Natural language region descriptions:
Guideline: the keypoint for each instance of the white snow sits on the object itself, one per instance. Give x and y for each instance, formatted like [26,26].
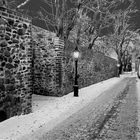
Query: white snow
[50,112]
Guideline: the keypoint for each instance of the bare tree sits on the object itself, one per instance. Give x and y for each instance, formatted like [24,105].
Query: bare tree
[122,35]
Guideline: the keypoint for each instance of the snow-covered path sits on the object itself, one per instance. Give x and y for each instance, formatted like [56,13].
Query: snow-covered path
[16,128]
[138,91]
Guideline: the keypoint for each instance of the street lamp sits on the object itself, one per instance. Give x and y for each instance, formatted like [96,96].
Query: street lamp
[76,55]
[118,66]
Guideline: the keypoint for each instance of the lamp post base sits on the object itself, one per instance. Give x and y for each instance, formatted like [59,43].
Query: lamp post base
[75,87]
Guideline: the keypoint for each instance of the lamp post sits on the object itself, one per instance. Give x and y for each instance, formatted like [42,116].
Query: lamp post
[76,55]
[118,66]
[138,73]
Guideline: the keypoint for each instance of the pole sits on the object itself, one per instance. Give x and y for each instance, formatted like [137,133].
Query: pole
[76,80]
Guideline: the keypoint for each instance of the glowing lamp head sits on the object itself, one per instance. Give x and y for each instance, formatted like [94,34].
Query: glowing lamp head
[76,54]
[118,65]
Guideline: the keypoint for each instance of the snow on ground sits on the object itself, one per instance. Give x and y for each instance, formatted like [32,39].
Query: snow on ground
[51,112]
[138,91]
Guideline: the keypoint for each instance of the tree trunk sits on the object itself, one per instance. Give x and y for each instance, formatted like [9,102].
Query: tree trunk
[92,43]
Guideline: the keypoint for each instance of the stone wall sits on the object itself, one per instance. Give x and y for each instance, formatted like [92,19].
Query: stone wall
[15,63]
[47,62]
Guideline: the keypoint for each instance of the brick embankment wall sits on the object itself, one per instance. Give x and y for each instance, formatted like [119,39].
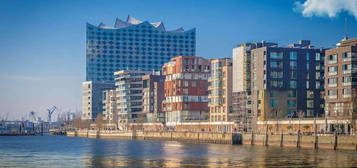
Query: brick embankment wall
[197,137]
[343,142]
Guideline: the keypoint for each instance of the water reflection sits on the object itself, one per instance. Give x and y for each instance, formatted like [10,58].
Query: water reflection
[82,152]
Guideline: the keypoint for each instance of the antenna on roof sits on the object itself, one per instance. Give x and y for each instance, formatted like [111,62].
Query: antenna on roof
[346,29]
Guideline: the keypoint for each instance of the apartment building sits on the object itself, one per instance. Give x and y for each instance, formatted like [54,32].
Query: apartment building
[109,105]
[153,95]
[186,94]
[241,96]
[220,91]
[129,86]
[341,85]
[287,82]
[92,95]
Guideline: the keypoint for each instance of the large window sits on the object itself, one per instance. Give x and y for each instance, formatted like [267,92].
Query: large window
[293,55]
[347,80]
[276,55]
[332,70]
[293,64]
[276,83]
[292,84]
[291,103]
[291,93]
[332,82]
[347,56]
[332,94]
[276,64]
[276,74]
[332,59]
[273,103]
[347,92]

■ **TASK TO CARRY OUT**
All lines from the one with "Guideline: the keypoint for each instance of the apartment" through the end of the data must be repeated exactly, and nothing else may be repeated.

■ **REPLY**
Guideline: the keypoint for each instance of the apartment building sits on the object itself, one per instance. Give x and y for each instance, formatted like [54,32].
Query: apartment building
[109,105]
[153,95]
[186,94]
[241,96]
[220,91]
[129,86]
[341,85]
[287,82]
[92,95]
Guideline: the keypoint for each instance of the large window sits on the object itself, one per instance. Give x and y for each instance, formatted like [267,92].
Query: large window
[293,55]
[347,80]
[276,55]
[332,70]
[293,64]
[276,83]
[292,84]
[291,103]
[291,93]
[332,82]
[347,56]
[332,94]
[276,64]
[276,74]
[332,59]
[273,103]
[347,92]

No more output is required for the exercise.